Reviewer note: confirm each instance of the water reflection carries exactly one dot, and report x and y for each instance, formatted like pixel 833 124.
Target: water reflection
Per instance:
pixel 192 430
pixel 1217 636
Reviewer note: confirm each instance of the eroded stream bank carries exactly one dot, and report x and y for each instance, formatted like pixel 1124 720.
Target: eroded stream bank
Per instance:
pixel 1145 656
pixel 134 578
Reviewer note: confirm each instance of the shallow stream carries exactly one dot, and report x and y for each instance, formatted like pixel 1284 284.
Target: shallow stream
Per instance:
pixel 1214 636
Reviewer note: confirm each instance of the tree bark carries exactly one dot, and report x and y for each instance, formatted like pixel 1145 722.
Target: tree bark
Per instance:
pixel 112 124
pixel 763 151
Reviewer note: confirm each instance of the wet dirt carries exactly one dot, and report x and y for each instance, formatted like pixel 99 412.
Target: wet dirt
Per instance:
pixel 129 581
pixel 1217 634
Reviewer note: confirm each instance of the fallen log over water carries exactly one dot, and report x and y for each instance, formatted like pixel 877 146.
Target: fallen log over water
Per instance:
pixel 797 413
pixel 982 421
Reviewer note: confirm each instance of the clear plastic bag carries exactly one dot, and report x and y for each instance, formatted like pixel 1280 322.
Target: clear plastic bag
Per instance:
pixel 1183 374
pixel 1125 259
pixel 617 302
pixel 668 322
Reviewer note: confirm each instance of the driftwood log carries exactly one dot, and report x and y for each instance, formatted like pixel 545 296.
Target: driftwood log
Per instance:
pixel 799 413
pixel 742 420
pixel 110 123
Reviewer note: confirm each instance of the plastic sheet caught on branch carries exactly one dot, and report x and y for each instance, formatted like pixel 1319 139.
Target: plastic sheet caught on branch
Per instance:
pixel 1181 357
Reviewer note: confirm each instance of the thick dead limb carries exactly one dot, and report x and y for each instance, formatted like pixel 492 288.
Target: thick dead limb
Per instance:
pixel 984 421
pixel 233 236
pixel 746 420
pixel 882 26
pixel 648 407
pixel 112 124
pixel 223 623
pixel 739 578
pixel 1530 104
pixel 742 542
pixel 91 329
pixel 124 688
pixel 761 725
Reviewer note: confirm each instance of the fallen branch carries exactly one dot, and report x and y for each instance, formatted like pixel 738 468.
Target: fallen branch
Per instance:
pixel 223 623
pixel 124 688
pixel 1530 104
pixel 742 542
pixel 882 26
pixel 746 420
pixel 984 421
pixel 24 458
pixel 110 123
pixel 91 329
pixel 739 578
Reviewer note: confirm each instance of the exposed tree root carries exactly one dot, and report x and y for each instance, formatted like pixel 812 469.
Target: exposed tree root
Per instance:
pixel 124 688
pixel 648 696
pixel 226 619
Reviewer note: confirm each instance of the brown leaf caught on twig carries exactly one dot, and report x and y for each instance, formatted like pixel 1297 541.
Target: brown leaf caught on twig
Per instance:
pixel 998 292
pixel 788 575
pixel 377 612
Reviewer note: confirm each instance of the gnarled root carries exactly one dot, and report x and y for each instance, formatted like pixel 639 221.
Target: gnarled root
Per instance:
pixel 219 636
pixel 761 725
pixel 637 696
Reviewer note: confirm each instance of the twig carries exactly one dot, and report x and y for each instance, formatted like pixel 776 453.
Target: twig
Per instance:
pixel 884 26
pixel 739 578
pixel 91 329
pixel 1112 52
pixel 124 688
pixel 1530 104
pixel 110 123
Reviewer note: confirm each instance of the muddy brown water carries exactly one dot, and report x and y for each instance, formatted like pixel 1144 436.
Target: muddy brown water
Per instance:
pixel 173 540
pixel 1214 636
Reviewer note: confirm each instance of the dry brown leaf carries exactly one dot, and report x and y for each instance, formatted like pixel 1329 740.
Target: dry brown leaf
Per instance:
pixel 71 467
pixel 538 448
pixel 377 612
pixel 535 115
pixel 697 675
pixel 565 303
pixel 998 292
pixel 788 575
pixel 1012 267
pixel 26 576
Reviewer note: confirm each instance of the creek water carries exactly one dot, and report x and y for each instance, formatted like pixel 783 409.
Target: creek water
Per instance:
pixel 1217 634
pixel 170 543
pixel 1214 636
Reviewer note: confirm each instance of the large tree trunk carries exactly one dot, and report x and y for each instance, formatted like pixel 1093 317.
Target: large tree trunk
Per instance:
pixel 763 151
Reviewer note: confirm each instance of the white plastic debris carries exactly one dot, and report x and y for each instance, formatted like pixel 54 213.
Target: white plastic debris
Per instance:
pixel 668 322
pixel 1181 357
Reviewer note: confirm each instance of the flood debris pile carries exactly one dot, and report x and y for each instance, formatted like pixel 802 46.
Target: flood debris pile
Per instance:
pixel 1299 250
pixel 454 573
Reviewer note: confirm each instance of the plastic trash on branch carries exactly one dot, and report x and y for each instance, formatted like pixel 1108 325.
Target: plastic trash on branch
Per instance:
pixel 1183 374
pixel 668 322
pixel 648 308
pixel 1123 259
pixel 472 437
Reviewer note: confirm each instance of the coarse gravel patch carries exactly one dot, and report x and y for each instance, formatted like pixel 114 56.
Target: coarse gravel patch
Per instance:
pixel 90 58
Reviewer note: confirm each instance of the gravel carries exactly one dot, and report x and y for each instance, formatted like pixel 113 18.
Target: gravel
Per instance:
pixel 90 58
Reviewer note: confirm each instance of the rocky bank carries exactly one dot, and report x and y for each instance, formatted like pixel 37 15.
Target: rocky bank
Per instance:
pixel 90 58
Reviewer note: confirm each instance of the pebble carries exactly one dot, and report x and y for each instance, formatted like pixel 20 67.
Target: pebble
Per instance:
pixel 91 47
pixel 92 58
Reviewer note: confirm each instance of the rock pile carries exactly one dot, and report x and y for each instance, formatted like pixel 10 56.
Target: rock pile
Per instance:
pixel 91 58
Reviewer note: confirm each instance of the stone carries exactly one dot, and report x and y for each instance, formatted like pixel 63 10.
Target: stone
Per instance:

------------

Which of the lines above include the word "pebble"? Copy each of them.

Finished exercise:
Reviewer note: confirm each instance of the pebble carries exactly one dot, and report x and y for each instance, formatted like pixel 20 67.
Target: pebble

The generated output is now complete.